| QUOTED PASSAGE |
══════
Comprehensive characterization of the RNA editing landscape in the human aging brains with Alzheimer's disease.

Introduction: While RNA editing has been linked to Alzheimer's disease (AD), its specific impact on the transcriptomic landscape in human AD brains remains under explored.

Methods: We conducted a comprehensive analysis of RNA editing across nine human brain regions affected by AD, utilizing RNA-seq data and matched whole-genome sequencing data from three human brain biobanks, adjusting for age, post mortem interval, sex, and apolipoprotein E4 (APOE4) status.
══════
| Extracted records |
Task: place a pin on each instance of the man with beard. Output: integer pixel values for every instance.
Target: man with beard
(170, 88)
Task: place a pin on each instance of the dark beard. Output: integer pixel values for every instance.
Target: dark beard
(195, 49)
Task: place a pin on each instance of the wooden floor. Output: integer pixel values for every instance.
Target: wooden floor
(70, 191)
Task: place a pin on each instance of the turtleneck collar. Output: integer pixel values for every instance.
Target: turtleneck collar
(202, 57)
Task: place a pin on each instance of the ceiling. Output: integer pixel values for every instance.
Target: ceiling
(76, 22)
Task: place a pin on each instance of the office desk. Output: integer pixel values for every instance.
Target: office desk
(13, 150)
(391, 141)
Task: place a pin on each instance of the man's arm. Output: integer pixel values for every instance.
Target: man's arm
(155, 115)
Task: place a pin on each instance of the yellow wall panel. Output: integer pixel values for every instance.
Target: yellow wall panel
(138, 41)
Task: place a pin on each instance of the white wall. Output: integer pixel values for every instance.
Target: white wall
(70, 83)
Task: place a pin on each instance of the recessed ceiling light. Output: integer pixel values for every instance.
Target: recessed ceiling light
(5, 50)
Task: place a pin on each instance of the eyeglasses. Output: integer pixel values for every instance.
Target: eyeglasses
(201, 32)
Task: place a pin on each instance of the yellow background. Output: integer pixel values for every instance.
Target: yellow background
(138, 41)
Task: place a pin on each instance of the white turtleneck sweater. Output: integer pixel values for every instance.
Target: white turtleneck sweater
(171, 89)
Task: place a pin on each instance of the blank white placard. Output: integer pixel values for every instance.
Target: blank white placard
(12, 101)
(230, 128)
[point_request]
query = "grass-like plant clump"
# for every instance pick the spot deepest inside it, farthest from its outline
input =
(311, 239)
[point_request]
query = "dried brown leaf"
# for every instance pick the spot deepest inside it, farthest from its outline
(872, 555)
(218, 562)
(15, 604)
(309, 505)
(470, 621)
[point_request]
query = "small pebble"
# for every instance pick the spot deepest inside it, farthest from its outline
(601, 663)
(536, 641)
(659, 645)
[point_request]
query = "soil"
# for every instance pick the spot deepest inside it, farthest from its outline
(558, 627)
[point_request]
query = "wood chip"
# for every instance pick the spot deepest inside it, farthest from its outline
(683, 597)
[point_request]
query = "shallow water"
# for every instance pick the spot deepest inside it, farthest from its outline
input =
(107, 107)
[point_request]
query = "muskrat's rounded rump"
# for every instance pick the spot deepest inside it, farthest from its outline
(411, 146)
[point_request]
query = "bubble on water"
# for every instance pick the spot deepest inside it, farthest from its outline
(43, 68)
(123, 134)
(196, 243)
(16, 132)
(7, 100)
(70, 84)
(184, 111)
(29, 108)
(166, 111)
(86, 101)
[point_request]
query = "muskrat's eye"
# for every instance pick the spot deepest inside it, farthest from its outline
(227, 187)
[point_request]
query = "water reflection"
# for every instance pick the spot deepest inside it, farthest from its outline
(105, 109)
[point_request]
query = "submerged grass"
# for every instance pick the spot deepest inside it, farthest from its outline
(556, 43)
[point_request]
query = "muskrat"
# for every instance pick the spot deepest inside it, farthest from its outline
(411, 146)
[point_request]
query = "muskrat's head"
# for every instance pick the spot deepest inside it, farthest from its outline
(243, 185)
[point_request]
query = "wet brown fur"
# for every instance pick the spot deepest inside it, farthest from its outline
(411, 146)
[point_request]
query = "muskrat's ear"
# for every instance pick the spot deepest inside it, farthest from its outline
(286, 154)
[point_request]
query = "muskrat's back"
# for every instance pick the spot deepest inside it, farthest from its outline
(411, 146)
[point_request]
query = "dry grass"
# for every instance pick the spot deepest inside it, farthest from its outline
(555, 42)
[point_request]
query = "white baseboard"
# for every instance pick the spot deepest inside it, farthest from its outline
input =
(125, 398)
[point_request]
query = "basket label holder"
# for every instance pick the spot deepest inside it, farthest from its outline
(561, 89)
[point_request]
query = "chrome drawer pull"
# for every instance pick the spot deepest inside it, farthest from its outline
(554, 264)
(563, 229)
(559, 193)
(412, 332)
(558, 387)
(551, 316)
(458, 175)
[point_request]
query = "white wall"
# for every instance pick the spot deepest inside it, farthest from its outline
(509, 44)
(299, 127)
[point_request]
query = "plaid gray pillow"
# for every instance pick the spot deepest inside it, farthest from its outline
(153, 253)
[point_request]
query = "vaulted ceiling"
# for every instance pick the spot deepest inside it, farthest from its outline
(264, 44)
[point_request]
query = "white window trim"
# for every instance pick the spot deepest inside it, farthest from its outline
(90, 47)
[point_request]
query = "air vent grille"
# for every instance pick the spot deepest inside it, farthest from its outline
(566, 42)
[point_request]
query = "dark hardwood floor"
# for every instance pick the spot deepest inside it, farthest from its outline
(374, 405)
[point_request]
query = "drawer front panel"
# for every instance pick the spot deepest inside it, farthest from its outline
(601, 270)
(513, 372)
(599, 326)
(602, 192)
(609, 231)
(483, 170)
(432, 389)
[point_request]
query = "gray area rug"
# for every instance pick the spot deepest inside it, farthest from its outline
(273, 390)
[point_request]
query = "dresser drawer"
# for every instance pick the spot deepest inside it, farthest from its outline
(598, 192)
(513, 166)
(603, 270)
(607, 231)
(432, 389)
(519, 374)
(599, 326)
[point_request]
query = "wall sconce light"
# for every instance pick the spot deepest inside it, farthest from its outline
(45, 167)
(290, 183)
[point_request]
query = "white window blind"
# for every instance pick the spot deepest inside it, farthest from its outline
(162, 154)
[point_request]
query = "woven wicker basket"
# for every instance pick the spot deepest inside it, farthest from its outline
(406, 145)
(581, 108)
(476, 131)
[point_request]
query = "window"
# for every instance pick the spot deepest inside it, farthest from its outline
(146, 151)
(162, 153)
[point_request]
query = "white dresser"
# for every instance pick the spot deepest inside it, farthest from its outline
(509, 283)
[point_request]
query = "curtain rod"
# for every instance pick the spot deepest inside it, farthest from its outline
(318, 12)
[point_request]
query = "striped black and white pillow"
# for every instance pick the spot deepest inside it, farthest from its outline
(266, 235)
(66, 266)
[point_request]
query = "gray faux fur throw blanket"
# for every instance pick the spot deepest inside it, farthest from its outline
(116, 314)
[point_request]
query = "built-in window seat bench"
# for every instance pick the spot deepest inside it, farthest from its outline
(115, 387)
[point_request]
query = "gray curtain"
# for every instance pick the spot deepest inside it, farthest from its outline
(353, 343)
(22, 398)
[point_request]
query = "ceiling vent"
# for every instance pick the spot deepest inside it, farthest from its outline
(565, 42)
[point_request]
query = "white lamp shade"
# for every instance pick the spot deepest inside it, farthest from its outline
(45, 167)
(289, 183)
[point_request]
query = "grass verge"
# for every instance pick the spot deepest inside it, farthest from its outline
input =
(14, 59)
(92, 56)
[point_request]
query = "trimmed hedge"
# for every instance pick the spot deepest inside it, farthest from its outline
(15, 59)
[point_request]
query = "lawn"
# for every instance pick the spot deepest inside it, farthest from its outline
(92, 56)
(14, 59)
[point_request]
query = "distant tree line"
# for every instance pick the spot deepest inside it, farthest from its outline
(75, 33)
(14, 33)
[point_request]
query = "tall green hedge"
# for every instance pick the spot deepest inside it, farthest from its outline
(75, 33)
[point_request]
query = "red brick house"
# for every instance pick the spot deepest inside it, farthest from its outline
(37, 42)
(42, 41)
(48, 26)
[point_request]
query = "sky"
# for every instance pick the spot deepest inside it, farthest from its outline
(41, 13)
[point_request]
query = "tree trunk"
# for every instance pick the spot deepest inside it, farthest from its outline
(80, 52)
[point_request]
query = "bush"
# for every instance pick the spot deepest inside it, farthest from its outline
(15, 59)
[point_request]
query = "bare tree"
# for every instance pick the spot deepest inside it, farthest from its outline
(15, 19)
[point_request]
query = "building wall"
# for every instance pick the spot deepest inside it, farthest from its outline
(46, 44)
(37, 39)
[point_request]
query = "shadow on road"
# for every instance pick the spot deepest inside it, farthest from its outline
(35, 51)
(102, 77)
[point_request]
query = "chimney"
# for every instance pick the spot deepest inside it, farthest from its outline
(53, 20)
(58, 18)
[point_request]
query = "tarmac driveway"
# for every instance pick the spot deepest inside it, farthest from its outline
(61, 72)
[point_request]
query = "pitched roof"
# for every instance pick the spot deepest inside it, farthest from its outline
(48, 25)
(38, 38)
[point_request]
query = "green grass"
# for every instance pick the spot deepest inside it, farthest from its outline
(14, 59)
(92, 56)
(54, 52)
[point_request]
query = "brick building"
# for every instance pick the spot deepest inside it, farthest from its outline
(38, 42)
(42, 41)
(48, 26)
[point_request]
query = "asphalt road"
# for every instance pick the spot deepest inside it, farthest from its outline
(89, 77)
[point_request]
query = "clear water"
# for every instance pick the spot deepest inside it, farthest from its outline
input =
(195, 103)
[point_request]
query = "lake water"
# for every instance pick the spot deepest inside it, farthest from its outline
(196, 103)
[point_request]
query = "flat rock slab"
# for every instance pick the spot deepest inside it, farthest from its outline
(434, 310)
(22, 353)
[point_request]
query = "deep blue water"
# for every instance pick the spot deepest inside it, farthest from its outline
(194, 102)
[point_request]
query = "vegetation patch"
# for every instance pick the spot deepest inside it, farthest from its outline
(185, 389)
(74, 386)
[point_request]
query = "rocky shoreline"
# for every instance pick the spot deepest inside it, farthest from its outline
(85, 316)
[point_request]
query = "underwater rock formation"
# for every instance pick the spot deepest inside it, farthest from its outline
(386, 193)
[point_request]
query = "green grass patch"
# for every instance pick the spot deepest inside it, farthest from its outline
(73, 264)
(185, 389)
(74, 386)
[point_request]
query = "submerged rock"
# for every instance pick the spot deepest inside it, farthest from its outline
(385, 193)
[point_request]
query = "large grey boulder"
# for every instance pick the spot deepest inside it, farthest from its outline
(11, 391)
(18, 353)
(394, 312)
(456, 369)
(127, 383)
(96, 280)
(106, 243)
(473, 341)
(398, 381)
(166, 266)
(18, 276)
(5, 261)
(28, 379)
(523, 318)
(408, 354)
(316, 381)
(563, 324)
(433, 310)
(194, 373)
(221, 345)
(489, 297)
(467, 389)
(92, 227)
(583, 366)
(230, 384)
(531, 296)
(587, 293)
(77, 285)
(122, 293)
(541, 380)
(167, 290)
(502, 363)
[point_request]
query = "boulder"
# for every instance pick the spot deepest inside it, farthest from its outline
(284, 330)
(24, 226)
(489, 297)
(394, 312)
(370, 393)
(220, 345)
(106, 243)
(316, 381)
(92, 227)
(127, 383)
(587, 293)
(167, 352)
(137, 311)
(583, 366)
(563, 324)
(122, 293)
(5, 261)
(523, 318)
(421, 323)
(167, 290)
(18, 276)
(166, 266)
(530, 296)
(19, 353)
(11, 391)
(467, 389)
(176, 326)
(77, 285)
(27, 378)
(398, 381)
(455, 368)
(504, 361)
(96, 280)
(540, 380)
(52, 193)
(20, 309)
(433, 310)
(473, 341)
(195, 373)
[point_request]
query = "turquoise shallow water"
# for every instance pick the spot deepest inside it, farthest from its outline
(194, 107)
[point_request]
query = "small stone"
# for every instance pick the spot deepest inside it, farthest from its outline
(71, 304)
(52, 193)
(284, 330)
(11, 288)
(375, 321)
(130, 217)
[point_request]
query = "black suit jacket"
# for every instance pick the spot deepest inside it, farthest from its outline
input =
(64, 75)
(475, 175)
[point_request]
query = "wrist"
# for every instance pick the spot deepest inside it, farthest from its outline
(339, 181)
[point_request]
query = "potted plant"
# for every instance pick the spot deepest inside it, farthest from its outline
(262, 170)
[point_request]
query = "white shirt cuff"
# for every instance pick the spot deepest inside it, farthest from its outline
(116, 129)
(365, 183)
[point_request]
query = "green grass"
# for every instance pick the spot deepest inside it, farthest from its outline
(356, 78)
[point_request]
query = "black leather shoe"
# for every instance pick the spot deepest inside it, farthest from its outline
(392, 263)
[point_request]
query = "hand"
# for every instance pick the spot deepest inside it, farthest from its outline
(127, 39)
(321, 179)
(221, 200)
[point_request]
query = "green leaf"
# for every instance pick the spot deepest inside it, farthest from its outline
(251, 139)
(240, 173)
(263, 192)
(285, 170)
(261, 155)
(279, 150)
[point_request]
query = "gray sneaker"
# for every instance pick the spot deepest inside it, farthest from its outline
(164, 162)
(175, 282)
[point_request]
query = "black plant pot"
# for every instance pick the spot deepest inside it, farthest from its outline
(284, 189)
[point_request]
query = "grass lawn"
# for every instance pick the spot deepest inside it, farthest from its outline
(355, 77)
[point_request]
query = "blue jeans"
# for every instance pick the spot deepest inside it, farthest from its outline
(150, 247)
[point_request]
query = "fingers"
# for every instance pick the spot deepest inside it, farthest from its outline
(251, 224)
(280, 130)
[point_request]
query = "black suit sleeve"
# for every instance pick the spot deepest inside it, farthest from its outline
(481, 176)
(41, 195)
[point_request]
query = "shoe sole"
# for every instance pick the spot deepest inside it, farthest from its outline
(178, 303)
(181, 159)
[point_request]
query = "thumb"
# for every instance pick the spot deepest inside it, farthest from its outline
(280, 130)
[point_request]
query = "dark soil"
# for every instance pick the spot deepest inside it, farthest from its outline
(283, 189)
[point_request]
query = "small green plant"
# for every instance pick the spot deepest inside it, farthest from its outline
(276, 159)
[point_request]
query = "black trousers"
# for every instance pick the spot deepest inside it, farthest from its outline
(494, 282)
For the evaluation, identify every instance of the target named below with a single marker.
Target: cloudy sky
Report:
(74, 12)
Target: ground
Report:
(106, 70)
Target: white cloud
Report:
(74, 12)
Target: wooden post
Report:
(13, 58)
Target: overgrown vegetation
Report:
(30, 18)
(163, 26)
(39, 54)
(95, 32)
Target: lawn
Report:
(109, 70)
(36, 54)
══════
| TASKS TO CARRY OUT |
**1.** Reproduce the RNA editing abstract between "Comprehensive characterization of" and "E4 (APOE4) status.", inclusive.
**2.** Carry on writing the RNA editing abstract from its last sentence.
The listing stands apart from the RNA editing abstract.

| EXPECTED RESULTS |
**1.**
Comprehensive characterization of the RNA editing landscape in the human aging brains with Alzheimer's disease.

Introduction: While RNA editing has been linked to Alzheimer's disease (AD), its specific impact on the transcriptomic landscape in human AD brains remains under explored.

Methods: We conducted a comprehensive analysis of RNA editing across nine human brain regions affected by AD, utilizing RNA-seq data and matched whole-genome sequencing data from three human brain biobanks, adjusting for age, post mortem interval, sex, and apolipoprotein E4 (APOE4) status.

**2.**
Results: RNA-editing events were identified in both AD and healthy control aging brains, highlighting 127 genes with significant RNA editing loci. AD exhibited elevated RNA editing in the parahippocampal gyrus and cerebellar cortex. We also discovered 147 colocalized genome-wide association studies (GWAS) and cis-edQTL (± 1 MB) signals in 48 likely causal genes encompassing CLU, BIN1, and GRIN3B, primarily allied to amyloid and tau pathology, and neuroinflammation.

Discussion: Our findings delineate RNA editing regulatory signatures in human AD, providing novel insights into AD pathophysiology and potential biomarkers and therapeutic targets.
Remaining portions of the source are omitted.